Connect to Lakebase

Preview

Use Structured Streaming to write to Lakebase with built-in batching, automatic retries, and workspace-managed authentication.

When to use the Lakebase sink

Use the Lakebase sink for low-latency streaming writes to Lakebase. This sink doesn't require you to implement custom foreachBatch functions to handle batching, connection management, and error handling.

Common use cases include:

Update application databases in real-time for operational dashboards or customer-facing features.
Sync continuously changing data, such as aggregated or filtered streaming results, into a transactional database.
Write the output of a Structured Streaming query into a Lakebase table with sub-second latency using real-time mode.

To sync data from Lakebase to Delta Lake tables in the Lakehouse, the reverse direction, see Lakebase Change Data Feed.

Requirements

Databricks Runtime 18 and above
Classic compute with dedicated or standard access modes.
A Lakebase database

Connect to a database

The Lakebase sink supports the following connection methods:

Lakebase tables registered with Unity Catalog

For Lakebase tables registered with Unity Catalog, the connector automatically manages the credentials and uses the identity of the user or Databricks service principal running the query. If the table doesn't exist, the connector creates the table.

To register a Lakebase database with Unity Catalog, see Register a Lakebase database in Unity Catalog.

To write to a Lakebase table, use the .toTable() method with a fully qualified table name, catalog.schema.table. The following example shows the required options, plus the optional upsertkey option:

Python
Scala

Python
(df.writeStream
  .outputMode("update")
  .option("upsertkey", "<primary-key-column>")  # Optional. Inferred from the table's primary key if omitted.
  .option("checkpointLocation", "/Volumes/<catalog>/<schema>/<volume>/<checkpoint-name>")
  .toTable("<catalog>.<schema>.<table>")
)

Scala
df.writeStream
  .outputMode("update")
  .option("upsertkey", "<primary-key-column>")  // Optional. Inferred from the table's primary key if omitted.
  .option("checkpointLocation", "/Volumes/<catalog>/<schema>/<volume>/<checkpoint-name>")
  .toTable("<catalog>.<schema>.<table>")

Replace the following placeholders:

<catalog>.<schema>.<table>: The fully qualified name of the target table. The catalog is the Unity Catalog catalog you created when you registered the Lakebase database, see Register a Lakebase database in Unity Catalog. If the table doesn't exist, the connector creates it.
<primary-key-column>: Optional. A comma-separated list of the columns that form the upsert key, for example id or user_id,event_type. If you omit upsertkey, the sink infers the key from the target table's primary key. See Upsert behavior.
/Volumes/<catalog>/<schema>/<volume>/<checkpoint-name>: A Unity Catalog volume path where the query stores its checkpoint. You can also use a cloud object storage URI. The location must be storage that you can write to, not local disk, and must be unique to each streaming query. This is independent of the target table. See Structured Streaming checkpoints.

For optional configurations, such as batchsize and batchinterval, see Configuration options.

Lakebase tables not registered with Unity Catalog

For Lakebase tables not registered with Unity Catalog, the connector automatically manages the credentials and uses the identity of the user or Databricks service principal running the query. If the table doesn't exist, the connector creates the table.
===
--- Set exercise ---
According to the Lakebase sink documentation, which Databricks Runtime version is required?

--- Stored records ---
===
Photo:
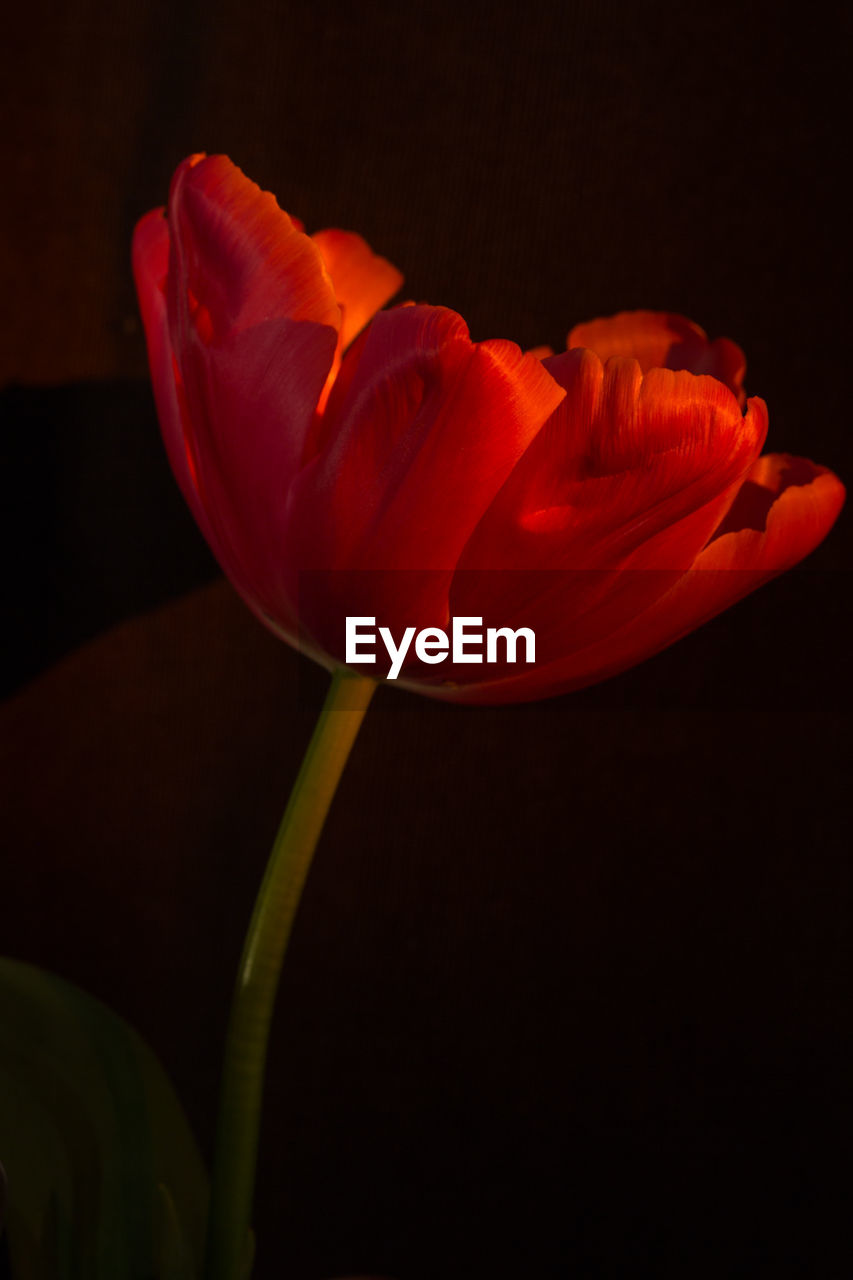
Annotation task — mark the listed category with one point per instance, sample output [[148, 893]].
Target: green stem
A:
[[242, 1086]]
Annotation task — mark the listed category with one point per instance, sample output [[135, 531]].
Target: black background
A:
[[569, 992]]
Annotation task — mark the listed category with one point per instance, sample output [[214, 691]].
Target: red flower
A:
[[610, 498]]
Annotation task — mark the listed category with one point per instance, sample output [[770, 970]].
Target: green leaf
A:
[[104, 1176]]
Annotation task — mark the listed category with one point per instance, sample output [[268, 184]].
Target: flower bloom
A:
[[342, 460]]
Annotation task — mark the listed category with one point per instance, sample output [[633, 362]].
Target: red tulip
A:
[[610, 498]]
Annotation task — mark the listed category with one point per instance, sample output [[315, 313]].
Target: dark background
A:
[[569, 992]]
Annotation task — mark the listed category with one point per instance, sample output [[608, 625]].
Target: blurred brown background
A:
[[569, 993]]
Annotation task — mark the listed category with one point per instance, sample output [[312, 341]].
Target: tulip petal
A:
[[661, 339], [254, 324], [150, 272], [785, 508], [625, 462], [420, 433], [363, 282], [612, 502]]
===
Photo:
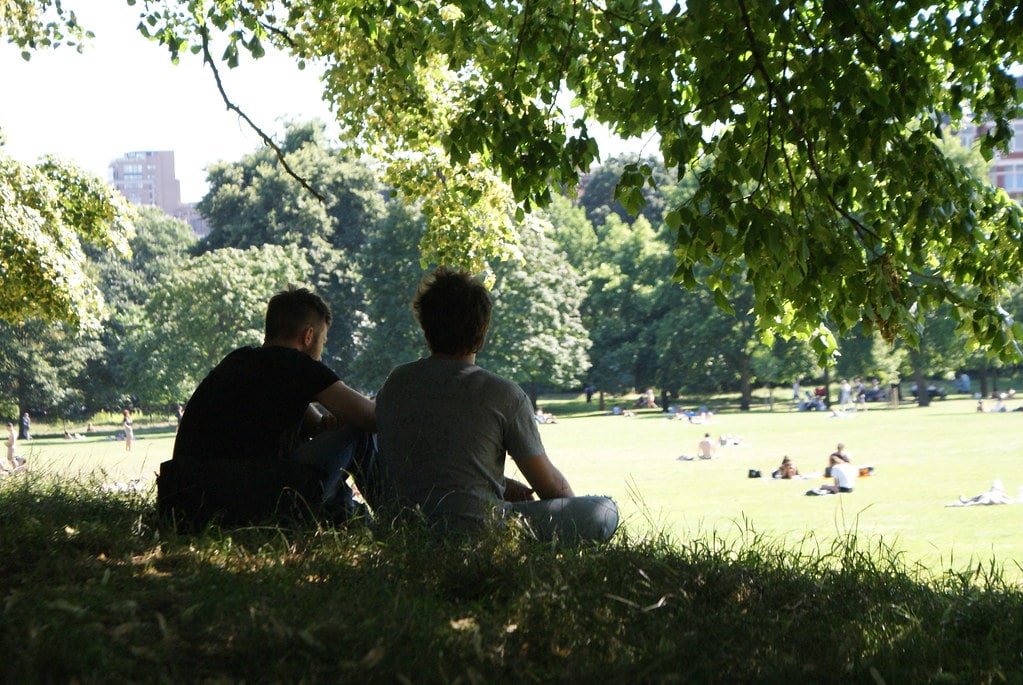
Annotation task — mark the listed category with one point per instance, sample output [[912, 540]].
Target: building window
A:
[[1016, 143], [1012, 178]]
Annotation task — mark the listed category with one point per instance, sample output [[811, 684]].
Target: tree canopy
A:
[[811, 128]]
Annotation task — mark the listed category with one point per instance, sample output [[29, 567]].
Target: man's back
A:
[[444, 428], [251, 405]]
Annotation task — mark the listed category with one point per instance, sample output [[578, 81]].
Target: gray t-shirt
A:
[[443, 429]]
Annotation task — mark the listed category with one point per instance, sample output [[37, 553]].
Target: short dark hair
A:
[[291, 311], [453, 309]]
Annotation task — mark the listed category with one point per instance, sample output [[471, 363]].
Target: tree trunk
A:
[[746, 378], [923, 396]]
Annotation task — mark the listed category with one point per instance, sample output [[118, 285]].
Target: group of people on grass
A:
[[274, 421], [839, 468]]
===
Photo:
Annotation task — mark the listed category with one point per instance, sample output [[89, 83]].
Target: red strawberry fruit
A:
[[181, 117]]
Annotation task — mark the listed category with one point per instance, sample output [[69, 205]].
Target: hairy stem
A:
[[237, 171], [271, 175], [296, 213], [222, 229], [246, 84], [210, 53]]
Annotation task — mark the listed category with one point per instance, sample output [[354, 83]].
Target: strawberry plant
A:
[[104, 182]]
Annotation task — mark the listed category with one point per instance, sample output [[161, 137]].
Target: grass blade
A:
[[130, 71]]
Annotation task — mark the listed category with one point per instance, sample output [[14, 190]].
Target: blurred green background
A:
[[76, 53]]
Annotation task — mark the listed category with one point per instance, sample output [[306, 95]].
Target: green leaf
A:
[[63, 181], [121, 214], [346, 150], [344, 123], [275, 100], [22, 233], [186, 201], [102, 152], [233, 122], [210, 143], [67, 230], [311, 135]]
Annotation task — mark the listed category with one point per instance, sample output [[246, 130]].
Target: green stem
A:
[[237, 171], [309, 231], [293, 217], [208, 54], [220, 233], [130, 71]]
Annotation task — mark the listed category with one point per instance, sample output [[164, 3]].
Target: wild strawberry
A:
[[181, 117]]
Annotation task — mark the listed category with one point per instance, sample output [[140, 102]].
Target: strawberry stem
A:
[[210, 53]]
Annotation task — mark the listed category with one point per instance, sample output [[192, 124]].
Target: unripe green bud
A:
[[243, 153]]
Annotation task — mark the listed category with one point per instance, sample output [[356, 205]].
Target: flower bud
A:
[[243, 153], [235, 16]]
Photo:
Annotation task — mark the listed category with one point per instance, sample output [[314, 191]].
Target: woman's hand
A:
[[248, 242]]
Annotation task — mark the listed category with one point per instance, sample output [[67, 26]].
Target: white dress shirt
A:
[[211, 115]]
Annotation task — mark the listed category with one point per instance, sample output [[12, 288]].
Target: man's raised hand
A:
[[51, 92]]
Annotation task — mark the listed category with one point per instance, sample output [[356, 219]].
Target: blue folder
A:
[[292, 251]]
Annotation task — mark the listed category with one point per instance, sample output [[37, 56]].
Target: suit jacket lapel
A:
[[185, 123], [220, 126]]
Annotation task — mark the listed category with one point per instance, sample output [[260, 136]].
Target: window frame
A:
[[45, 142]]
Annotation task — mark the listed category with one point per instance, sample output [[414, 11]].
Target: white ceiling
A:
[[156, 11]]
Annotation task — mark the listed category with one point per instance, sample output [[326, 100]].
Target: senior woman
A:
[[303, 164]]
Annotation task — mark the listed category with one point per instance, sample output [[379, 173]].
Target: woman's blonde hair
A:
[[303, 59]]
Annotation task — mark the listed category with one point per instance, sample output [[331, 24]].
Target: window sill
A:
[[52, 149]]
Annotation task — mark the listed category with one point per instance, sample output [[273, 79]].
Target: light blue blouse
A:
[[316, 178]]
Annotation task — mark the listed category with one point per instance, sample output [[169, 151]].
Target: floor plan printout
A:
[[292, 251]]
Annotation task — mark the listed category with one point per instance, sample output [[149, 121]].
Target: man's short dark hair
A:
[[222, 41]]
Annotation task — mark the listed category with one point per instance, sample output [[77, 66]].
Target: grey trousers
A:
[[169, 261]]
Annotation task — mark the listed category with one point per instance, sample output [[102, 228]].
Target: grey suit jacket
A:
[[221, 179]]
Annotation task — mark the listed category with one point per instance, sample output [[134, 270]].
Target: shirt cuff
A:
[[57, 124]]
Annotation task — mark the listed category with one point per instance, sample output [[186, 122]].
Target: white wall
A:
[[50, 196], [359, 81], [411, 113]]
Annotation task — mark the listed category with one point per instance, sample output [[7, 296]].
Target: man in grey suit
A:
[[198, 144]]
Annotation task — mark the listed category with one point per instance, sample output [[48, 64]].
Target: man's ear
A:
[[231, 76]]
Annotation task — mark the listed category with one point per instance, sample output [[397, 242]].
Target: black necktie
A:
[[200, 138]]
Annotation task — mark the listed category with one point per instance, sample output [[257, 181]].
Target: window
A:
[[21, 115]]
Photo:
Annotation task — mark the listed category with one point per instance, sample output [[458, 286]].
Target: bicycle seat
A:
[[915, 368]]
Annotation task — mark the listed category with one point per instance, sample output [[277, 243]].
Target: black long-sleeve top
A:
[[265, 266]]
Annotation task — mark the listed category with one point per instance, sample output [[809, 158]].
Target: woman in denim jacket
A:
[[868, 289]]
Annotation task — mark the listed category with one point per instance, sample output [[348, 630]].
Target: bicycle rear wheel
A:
===
--- Finished task ---
Databricks Runtime 18 and above.